Excerpted passage
Just about any morning, cars as well as trucks race back and forth through the intersection of Stone Castle Road and Route 17K in the Town of Montgomery. Many of these commuters, shoppers, or moms driving their children to school are oblivious to the ruins that stand right off to the side, in a wood lot, of the rather busy part of this Orange County road.
Only while stopping along the road, some years ago, I happened upon the remains of what seemed to have once been a beautiful mansion. A blue New York State Education Department sign alerts people that this skeleton, almost lost in the woods, was the site of “the Colden Mansion built of stone in 1767 by Cadwallader Colden, Jr.” How many families, like the Coldens, can boast about having Royal Surveyors, Lieutenant Governors, Acting Governors of New York, noted scientists, and even one of the first female botanists in the Americas among them?

Records from a dataset:
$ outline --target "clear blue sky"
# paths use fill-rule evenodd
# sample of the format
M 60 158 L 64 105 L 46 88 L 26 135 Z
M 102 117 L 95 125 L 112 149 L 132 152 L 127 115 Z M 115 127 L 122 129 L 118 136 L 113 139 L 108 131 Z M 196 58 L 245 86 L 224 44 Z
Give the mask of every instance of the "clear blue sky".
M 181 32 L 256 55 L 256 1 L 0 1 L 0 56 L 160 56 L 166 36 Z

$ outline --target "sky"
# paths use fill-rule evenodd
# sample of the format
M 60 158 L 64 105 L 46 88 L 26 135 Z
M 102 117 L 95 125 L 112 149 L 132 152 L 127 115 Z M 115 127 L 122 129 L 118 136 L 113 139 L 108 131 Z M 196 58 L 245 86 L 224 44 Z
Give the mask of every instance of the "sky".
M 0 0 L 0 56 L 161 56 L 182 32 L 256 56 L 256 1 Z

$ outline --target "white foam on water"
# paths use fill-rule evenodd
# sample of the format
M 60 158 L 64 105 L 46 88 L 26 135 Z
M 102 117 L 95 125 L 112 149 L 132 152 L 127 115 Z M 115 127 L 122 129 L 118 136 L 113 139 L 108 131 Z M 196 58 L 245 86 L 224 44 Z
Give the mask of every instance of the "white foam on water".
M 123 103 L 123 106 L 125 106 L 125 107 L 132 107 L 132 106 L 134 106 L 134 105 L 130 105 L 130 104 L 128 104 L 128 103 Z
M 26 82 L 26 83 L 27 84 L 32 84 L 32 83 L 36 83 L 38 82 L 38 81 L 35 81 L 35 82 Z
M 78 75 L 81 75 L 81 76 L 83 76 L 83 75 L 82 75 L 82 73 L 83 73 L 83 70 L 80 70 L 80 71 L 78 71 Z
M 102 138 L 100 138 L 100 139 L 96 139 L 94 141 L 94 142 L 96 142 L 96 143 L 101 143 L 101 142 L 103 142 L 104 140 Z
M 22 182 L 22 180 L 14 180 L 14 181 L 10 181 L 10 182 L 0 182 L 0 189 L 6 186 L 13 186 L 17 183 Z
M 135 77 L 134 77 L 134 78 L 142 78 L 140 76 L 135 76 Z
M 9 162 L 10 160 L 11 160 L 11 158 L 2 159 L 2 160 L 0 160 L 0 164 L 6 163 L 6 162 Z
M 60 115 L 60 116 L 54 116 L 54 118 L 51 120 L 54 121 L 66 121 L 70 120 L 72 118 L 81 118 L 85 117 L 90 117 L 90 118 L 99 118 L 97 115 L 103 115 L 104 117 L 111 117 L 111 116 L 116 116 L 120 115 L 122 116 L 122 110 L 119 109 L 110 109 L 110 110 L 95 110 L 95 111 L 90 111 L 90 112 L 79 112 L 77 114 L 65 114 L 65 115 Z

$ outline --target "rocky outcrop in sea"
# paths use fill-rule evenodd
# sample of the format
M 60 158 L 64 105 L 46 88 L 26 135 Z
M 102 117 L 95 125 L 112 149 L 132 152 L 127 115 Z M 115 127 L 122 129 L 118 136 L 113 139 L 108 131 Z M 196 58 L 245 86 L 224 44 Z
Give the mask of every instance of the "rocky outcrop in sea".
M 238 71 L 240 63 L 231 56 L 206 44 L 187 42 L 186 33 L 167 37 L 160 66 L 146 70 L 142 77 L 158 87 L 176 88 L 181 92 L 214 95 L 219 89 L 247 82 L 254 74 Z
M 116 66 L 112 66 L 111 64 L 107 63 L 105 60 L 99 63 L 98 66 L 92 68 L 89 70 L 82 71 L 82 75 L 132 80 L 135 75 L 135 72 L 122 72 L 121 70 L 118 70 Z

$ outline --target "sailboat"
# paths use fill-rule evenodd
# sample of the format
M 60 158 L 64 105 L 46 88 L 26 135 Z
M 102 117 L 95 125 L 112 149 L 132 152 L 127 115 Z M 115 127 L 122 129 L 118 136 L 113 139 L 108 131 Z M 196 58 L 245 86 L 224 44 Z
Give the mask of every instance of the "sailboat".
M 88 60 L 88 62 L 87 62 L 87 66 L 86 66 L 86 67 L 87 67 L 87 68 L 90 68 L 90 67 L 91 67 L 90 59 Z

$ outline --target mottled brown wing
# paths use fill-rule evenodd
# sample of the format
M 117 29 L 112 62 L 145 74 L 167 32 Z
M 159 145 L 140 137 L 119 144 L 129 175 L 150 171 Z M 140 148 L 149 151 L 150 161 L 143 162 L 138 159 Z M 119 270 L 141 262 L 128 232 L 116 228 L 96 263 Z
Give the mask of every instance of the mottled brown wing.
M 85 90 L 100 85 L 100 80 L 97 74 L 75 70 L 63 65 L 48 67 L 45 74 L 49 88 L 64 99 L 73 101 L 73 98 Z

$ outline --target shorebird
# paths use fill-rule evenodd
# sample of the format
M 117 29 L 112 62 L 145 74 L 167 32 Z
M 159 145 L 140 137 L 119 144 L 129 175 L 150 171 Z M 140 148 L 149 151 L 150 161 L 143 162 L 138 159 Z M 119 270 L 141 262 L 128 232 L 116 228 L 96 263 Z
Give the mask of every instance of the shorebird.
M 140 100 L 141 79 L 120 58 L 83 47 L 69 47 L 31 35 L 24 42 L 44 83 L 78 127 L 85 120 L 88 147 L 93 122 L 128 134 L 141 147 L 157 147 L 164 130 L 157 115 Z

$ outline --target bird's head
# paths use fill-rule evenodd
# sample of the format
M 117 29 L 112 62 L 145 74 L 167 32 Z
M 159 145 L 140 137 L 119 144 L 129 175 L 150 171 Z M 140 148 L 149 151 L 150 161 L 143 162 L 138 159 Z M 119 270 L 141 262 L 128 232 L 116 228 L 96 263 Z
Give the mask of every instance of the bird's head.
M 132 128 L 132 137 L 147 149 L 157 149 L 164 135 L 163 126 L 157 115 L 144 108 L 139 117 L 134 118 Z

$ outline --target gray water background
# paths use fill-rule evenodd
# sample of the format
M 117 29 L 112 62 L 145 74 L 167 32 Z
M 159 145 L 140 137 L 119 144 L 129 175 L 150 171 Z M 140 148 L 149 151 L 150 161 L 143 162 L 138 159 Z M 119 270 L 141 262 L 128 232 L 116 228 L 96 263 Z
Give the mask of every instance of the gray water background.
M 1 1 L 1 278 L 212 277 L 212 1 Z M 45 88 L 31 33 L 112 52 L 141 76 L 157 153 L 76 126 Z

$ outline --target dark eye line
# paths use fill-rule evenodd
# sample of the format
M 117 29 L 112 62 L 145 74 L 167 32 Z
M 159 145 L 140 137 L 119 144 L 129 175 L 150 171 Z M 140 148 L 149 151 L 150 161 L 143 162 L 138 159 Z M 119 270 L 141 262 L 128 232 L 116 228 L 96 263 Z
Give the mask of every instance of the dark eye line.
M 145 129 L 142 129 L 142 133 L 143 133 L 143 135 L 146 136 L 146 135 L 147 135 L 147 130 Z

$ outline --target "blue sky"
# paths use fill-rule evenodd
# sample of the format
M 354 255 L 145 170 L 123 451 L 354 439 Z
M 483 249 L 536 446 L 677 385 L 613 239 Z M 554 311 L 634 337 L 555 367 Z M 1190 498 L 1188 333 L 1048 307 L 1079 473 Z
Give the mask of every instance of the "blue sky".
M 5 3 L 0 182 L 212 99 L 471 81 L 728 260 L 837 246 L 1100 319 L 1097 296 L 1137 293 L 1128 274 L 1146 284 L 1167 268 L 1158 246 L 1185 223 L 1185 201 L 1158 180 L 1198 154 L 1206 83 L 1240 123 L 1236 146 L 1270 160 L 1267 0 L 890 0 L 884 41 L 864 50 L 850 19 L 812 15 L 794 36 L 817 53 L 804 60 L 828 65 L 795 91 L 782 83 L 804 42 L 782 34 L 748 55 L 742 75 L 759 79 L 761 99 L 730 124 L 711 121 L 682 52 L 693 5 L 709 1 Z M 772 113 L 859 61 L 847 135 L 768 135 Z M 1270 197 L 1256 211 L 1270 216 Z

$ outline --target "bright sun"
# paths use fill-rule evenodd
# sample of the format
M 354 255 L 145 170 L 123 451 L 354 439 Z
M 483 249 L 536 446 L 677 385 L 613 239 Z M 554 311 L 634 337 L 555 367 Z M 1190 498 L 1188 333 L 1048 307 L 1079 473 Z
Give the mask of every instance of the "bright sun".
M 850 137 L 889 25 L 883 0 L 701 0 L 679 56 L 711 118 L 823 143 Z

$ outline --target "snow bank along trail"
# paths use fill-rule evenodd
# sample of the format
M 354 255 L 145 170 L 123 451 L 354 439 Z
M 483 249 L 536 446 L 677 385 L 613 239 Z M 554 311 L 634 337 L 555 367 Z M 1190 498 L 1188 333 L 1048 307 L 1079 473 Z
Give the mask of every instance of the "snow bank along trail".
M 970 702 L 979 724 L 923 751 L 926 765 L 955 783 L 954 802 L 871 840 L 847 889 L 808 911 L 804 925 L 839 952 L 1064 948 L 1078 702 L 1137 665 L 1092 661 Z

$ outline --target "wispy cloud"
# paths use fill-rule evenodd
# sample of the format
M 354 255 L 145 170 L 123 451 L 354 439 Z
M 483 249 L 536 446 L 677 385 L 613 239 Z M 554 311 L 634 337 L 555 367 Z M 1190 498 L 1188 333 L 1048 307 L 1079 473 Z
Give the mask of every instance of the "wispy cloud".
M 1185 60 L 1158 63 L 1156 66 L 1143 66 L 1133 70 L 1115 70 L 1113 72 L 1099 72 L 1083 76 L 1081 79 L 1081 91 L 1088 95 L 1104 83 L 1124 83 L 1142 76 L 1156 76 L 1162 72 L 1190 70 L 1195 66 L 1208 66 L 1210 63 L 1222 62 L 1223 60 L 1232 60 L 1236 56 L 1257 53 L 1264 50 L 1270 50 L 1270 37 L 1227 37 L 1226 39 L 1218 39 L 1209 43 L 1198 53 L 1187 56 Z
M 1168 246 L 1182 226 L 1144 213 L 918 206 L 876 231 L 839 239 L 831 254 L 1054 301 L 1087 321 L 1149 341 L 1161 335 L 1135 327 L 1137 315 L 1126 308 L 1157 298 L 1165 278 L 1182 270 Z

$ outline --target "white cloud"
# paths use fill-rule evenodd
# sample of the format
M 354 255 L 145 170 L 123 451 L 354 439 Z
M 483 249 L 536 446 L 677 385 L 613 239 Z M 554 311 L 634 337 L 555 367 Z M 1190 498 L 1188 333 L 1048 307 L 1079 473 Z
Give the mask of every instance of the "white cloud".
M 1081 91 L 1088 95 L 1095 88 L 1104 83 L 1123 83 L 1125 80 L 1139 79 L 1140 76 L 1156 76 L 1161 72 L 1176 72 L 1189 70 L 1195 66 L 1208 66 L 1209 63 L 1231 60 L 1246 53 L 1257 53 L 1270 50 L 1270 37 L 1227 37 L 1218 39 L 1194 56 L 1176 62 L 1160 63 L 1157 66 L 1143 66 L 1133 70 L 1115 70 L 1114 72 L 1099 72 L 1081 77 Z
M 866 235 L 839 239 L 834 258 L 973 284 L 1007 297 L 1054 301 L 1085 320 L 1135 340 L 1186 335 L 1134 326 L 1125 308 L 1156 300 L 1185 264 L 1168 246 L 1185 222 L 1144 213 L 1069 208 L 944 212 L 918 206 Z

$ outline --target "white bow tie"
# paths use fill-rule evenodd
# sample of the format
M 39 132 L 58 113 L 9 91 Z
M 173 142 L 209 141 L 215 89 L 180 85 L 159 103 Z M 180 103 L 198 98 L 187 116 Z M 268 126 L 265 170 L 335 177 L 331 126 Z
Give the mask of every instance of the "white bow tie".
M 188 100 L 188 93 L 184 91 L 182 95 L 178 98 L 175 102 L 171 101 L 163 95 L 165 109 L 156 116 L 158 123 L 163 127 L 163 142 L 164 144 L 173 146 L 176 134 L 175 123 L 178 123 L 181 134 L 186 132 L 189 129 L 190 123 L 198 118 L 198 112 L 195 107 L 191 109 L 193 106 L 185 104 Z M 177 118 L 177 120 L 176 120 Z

To-do list
1 - Decide whether each statement agrees with the passage about the Colden Mansion, answering yes or no and quoting the words that settle it: (a) The ruins sit in a wood lot beside the intersection of Stone Castle Road and Route 17K. (b) The mansion was built of wood. (c) The Orange County government put up the sign at the site.
2 - Carry on the passage about the Colden Mansion from the point where it stops.
These records have no connection to the text.

Results in order
1 -
(a) Yes: "the ruins that stand right off to the side, in a wood lot, of the rather busy part of this Orange County road."
(b) No: "the Colden Mansion built of stone in 1767 by Cadwallader Colden, Jr."
(c) No: "A blue New York State Education Department sign alerts people that this skeleton, almost lost in the woods, was the site"

2 -
The Colden’s played an integral part in both local and state history, beginning locally when Cadwallader Colden Sr. was the first Colden to come to the area that would become Coldenham in 1727. He was granted three thousand acres of land. It was his son Cadwallader Colden, Jr., who inherited some five hundred acres of land in 1744 and built a luxurious home on this plot of land. A 1959 article from The Newburgh News described the inside of the mansion: “The house had 17 large rooms, nine open fireplaces with mantels, two bathrooms, a butler’s pantry, three wide halls, and 10 foot ceilings….” The paper went on to note the “grey field stone houses” and interior paneling that had been brought from England, features representing the height of opulence for the area.
Fortune changed for the Coldens before and during the American Revolution. In 1765, while Colden Sr. was acting Governor of the Province of New York, his carriage was destroyed by a mob protesting the Stamp Act. Later, his son refused to sign the oath of allegiance and was arrested several times before requesting he be allowed to go to New York City, where he believed he would be safer. In 1776, his father died in Flushing, Queens and was thus spared the worst that the Revolution had to offer the family.
The Colden’s mansion passed out of the family by the 1890s. According to the same article in The Newburgh News, by the 1930s, George Bache had purchased the home by way of back taxes owed on the house and property the previous owners. Bache realized the importance of the site and hoped to sell it to the New-York Historical Society, a plan that fell through.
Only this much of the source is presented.